DATA FOR THIS EXERCISE:
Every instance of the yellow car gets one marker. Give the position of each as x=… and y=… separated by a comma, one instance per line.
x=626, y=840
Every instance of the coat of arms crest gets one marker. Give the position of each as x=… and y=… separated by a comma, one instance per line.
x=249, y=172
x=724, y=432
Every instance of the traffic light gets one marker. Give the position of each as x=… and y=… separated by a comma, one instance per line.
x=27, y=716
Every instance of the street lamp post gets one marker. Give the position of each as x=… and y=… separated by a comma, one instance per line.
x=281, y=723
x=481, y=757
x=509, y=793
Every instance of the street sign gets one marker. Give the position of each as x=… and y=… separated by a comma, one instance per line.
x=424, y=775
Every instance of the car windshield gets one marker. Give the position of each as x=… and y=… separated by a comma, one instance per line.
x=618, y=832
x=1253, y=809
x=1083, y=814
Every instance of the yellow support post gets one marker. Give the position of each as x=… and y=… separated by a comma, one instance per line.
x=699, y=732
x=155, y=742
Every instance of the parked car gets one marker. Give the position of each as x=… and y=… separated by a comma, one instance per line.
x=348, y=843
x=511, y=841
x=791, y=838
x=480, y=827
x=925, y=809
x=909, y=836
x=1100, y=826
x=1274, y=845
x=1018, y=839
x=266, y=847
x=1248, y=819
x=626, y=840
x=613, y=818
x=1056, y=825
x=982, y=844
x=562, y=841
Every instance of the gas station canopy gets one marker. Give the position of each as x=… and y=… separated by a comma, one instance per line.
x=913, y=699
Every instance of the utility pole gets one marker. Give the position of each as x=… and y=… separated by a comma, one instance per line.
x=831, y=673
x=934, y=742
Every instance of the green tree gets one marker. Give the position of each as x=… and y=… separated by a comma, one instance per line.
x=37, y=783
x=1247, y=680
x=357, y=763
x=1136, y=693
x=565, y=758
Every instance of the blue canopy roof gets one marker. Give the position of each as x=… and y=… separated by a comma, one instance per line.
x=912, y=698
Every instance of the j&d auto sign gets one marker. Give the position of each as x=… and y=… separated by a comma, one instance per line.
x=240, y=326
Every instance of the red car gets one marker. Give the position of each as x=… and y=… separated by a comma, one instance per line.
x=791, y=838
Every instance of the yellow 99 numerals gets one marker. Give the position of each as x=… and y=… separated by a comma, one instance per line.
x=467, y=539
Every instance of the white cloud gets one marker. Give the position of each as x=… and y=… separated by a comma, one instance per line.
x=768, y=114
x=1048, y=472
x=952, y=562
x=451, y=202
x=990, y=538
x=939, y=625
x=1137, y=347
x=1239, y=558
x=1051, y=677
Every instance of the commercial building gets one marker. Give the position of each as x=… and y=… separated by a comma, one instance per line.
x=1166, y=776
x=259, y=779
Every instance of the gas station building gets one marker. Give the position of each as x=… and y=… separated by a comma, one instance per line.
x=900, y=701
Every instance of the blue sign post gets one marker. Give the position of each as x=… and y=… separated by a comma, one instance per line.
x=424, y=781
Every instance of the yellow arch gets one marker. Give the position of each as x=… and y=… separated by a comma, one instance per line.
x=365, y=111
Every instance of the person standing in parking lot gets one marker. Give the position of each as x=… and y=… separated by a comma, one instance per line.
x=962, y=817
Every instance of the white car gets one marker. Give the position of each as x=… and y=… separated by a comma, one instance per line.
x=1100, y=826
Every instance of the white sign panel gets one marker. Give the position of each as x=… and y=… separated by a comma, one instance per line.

WORK ITEM: A verbatim transcription is required of the lines from the one with "Every instance of the yellow arch" through the final line of the entries above, and of nothing else.

WRITTEN RESPONSE:
Every instance of the yellow arch gets one marker. Give the position of each as x=… and y=… separated by a comma, one instance per line.
x=365, y=111
Every instance of the person standing in parking lot gets one marker. Give the position of each as x=… and y=… separated by a comma, one instance per line.
x=962, y=817
Every instance of the white car gets one marker. Give the position of each as x=… and y=… separated by a comma, one instance per line.
x=1100, y=826
Every instance of the white sign panel gets one marker. Give the position of each as x=… and y=… separated by a comma, one instance per line.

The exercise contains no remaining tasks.